### Instruction
Go through the records underneath and write each one out again exactly.

+---+

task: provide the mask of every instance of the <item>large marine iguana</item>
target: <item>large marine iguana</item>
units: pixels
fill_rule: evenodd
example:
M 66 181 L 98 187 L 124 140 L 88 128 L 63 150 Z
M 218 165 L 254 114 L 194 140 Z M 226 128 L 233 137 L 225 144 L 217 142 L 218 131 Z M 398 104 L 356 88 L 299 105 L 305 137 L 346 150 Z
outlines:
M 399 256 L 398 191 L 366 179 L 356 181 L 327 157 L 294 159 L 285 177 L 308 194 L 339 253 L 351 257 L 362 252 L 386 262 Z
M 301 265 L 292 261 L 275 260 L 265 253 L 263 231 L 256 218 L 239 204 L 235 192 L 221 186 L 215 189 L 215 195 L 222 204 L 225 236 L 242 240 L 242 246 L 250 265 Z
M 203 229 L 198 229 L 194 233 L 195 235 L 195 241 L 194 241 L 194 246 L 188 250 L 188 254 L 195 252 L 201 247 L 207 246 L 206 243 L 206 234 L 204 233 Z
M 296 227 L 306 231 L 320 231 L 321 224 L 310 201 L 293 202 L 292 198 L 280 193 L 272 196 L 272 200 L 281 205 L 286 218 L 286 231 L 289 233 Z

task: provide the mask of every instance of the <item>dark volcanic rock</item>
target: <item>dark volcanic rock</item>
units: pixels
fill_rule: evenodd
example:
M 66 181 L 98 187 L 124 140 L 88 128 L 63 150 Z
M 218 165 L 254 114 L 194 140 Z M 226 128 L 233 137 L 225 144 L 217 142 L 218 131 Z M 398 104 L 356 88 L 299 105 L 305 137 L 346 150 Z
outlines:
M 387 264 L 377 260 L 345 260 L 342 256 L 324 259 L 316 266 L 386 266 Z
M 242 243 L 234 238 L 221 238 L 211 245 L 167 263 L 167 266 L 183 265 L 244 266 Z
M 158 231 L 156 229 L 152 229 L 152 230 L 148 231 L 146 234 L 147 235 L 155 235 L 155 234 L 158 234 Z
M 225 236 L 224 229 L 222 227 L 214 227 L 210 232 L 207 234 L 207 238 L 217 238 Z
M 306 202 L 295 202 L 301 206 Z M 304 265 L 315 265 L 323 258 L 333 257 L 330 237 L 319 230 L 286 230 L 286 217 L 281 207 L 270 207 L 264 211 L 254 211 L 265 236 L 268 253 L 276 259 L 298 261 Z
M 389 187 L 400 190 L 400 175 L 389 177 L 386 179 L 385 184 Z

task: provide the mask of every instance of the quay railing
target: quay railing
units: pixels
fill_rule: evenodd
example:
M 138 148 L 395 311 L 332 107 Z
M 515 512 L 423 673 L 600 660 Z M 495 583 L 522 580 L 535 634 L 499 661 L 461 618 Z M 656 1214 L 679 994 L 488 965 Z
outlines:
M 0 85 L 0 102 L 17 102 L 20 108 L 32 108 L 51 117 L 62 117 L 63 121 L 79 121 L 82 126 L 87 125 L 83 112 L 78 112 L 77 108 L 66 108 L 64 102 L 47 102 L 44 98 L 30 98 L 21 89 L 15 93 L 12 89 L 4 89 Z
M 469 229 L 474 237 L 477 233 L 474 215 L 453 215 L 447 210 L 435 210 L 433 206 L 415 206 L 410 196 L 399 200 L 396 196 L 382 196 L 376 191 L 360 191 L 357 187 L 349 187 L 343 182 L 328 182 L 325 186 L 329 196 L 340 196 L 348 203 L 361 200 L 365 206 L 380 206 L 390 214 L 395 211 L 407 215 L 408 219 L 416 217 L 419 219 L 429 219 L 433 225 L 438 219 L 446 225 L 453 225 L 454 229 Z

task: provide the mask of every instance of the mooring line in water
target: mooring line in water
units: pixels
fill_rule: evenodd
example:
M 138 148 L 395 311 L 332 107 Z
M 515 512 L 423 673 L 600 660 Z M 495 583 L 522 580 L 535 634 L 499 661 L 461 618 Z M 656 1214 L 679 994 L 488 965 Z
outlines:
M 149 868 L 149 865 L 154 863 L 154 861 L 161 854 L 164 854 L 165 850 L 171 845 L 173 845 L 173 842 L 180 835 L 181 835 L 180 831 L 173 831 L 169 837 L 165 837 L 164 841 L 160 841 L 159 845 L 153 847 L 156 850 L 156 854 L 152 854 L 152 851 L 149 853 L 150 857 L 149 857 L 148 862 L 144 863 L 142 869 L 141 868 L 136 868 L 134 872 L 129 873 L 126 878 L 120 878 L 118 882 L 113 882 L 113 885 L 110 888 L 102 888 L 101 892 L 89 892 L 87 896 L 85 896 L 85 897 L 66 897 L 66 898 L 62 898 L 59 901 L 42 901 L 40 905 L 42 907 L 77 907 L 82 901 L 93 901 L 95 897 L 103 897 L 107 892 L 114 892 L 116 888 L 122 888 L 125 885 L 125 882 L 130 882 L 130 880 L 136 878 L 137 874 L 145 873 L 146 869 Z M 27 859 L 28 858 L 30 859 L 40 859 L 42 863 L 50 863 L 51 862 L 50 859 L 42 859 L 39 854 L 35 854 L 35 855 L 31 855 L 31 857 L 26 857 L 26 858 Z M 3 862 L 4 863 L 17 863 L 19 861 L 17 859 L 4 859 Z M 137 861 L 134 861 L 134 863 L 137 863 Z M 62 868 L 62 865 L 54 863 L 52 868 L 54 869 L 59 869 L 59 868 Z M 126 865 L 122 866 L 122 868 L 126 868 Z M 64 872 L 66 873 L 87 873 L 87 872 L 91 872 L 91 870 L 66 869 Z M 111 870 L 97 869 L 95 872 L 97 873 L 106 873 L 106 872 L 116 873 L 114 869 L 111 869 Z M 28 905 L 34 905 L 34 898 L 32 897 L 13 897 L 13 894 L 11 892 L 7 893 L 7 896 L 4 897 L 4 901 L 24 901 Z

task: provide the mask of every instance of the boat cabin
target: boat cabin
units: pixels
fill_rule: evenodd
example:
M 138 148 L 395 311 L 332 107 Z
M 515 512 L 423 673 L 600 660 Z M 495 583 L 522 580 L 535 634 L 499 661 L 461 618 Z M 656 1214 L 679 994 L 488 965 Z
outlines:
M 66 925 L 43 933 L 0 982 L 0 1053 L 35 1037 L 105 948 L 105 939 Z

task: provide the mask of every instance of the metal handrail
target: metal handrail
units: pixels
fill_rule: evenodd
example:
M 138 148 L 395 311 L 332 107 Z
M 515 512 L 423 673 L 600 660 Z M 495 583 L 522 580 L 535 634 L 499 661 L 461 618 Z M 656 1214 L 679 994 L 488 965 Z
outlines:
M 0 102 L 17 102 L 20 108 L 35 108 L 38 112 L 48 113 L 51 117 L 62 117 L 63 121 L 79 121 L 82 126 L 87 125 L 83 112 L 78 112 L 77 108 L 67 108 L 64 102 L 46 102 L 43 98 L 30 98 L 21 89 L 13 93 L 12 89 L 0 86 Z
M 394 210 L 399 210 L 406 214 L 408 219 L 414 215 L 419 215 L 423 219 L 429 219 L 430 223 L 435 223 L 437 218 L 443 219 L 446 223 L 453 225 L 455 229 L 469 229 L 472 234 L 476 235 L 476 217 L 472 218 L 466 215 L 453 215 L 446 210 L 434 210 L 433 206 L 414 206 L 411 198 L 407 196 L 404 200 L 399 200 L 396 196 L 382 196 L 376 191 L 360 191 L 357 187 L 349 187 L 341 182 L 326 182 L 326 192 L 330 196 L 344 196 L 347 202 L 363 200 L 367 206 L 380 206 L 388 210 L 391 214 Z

+---+

### Solution
task: provide the mask of every instance of the <item>large marine iguana</item>
target: <item>large marine iguana</item>
units: pixels
fill_rule: evenodd
example:
M 66 181 L 98 187 L 124 140 L 88 128 L 63 150 Z
M 218 165 L 254 114 L 194 140 Z M 226 128 L 233 137 L 225 144 L 217 142 L 218 131 Z M 398 104 L 356 88 L 299 105 L 305 137 L 346 150 Z
outlines:
M 399 256 L 398 191 L 366 179 L 356 181 L 327 157 L 294 159 L 285 177 L 308 194 L 339 253 L 351 257 L 362 252 L 386 262 Z
M 301 265 L 292 261 L 275 260 L 265 253 L 263 231 L 256 218 L 239 204 L 235 192 L 221 186 L 215 189 L 215 195 L 222 204 L 225 236 L 242 240 L 242 246 L 250 265 Z
M 203 229 L 198 229 L 194 233 L 195 235 L 195 241 L 194 241 L 194 246 L 188 250 L 188 254 L 195 252 L 201 247 L 207 246 L 206 243 L 206 234 L 204 233 Z
M 296 227 L 306 231 L 320 231 L 321 224 L 310 201 L 293 202 L 292 198 L 280 193 L 272 196 L 272 200 L 281 205 L 286 218 L 286 231 L 289 233 Z

task: provide the mask of every instance of the <item>dark volcanic rock</item>
target: <item>dark volcanic rock</item>
units: pixels
fill_rule: evenodd
example:
M 66 181 L 98 187 L 124 140 L 88 128 L 63 150 Z
M 218 165 L 254 114 L 194 140 Z M 226 128 L 233 137 L 225 144 L 217 142 L 218 131 Z M 398 104 L 356 88 L 299 105 L 305 137 L 346 150 Z
outlines:
M 387 264 L 377 260 L 345 260 L 342 256 L 324 259 L 316 266 L 386 266 Z
M 242 243 L 234 238 L 221 238 L 211 245 L 167 263 L 167 266 L 183 265 L 244 266 Z
M 158 231 L 156 229 L 152 229 L 152 230 L 148 231 L 146 234 L 147 235 L 155 235 L 155 234 L 158 234 Z
M 225 236 L 224 229 L 222 227 L 214 227 L 210 232 L 207 234 L 207 238 L 217 238 Z
M 306 202 L 295 202 L 301 206 Z M 304 265 L 315 265 L 323 258 L 333 257 L 330 237 L 319 230 L 286 230 L 286 217 L 281 207 L 270 207 L 264 211 L 254 211 L 265 236 L 268 253 L 276 259 L 298 261 Z
M 389 187 L 400 190 L 400 175 L 389 177 L 386 179 L 385 184 Z

task: provide the mask of every instance of the quay railing
target: quay railing
units: pixels
fill_rule: evenodd
example:
M 138 148 L 395 311 L 332 107 Z
M 515 512 L 423 673 L 600 660 Z M 495 583 L 522 580 L 535 634 L 499 661 L 461 618 Z M 656 1214 L 679 994 L 488 965 Z
outlines:
M 0 85 L 0 102 L 17 102 L 20 108 L 32 108 L 51 117 L 62 117 L 63 121 L 79 121 L 82 126 L 87 125 L 83 112 L 78 112 L 77 108 L 66 108 L 64 102 L 47 102 L 44 98 L 30 98 L 21 89 L 15 93 L 12 89 L 4 89 Z
M 469 229 L 474 237 L 477 233 L 474 215 L 453 215 L 447 210 L 435 210 L 433 206 L 415 206 L 410 196 L 399 200 L 396 196 L 382 196 L 376 191 L 360 191 L 357 187 L 349 187 L 343 182 L 328 182 L 325 186 L 329 196 L 340 196 L 348 203 L 361 200 L 365 206 L 380 206 L 390 214 L 395 211 L 407 215 L 408 219 L 416 217 L 419 219 L 429 219 L 433 225 L 438 219 L 446 225 L 453 225 L 454 229 Z

task: provide the mask of every instance of the mooring line in water
target: mooring line in water
units: pixels
fill_rule: evenodd
example:
M 138 148 L 395 311 L 332 107 Z
M 515 512 L 423 673 L 600 660 Z M 495 583 L 522 580 L 535 634 L 499 661 L 461 618 Z M 656 1214 L 679 994 L 488 965 Z
outlines:
M 149 868 L 149 865 L 154 863 L 154 861 L 161 854 L 164 854 L 165 850 L 171 845 L 173 845 L 173 842 L 180 835 L 181 835 L 180 831 L 173 831 L 169 837 L 165 837 L 164 841 L 160 841 L 159 845 L 153 847 L 156 850 L 156 854 L 152 854 L 152 851 L 149 853 L 150 857 L 149 857 L 148 862 L 144 863 L 142 869 L 141 868 L 136 868 L 134 872 L 129 873 L 126 878 L 120 878 L 118 882 L 113 882 L 113 885 L 110 888 L 102 888 L 101 892 L 89 892 L 87 896 L 85 896 L 85 897 L 66 897 L 66 898 L 62 898 L 59 901 L 42 901 L 40 905 L 42 907 L 77 907 L 82 901 L 93 901 L 95 897 L 103 897 L 107 892 L 114 892 L 116 888 L 122 888 L 125 885 L 125 882 L 130 882 L 130 880 L 136 878 L 137 874 L 145 873 L 146 869 Z M 27 859 L 28 858 L 30 859 L 40 859 L 42 863 L 50 863 L 51 862 L 50 859 L 42 859 L 39 854 L 35 854 L 35 855 L 31 855 L 31 857 L 26 857 L 26 858 Z M 3 862 L 4 863 L 17 863 L 19 861 L 17 859 L 4 859 Z M 137 861 L 134 861 L 134 863 L 137 863 Z M 62 868 L 62 865 L 54 863 L 52 868 L 54 869 L 59 869 L 59 868 Z M 126 865 L 122 866 L 122 868 L 126 868 Z M 64 872 L 66 873 L 87 873 L 87 872 L 91 872 L 91 870 L 66 869 Z M 111 870 L 97 869 L 95 872 L 97 873 L 106 873 L 106 872 L 116 873 L 114 869 L 111 869 Z M 28 905 L 34 905 L 34 898 L 32 897 L 13 897 L 13 894 L 11 892 L 7 893 L 7 896 L 4 897 L 4 901 L 24 901 Z

task: provide the mask of every instance of the boat cabin
target: boat cabin
units: pixels
fill_rule: evenodd
example:
M 138 148 L 395 311 L 332 107 Z
M 515 512 L 423 673 L 600 660 Z M 495 583 L 522 580 L 535 634 L 499 661 L 461 618 Z M 656 1214 L 679 994 L 488 965 Z
outlines:
M 66 925 L 43 933 L 0 982 L 0 1053 L 35 1037 L 105 948 L 105 939 Z

task: provide the mask of every instance of the metal handrail
target: metal handrail
units: pixels
fill_rule: evenodd
example:
M 138 148 L 395 311 L 332 107 Z
M 515 512 L 423 673 L 600 660 Z M 495 583 L 522 580 L 535 634 L 499 661 L 461 618 Z M 656 1214 L 679 994 L 488 965 Z
outlines:
M 0 102 L 17 102 L 20 108 L 35 108 L 38 112 L 48 113 L 51 117 L 62 117 L 63 121 L 79 121 L 82 126 L 87 125 L 83 112 L 78 112 L 77 108 L 67 108 L 64 102 L 46 102 L 43 98 L 30 98 L 21 89 L 13 93 L 12 89 L 0 86 Z
M 394 210 L 399 210 L 406 214 L 408 219 L 414 215 L 419 215 L 423 219 L 429 219 L 430 223 L 435 223 L 437 218 L 443 219 L 446 223 L 453 225 L 455 229 L 469 229 L 472 234 L 476 235 L 476 217 L 472 218 L 466 215 L 453 215 L 446 210 L 434 210 L 433 206 L 414 206 L 411 198 L 407 196 L 404 200 L 399 200 L 396 196 L 382 196 L 376 191 L 360 191 L 357 187 L 349 187 L 341 182 L 326 182 L 326 192 L 330 196 L 344 196 L 347 202 L 363 200 L 367 206 L 380 206 L 388 210 L 391 214 Z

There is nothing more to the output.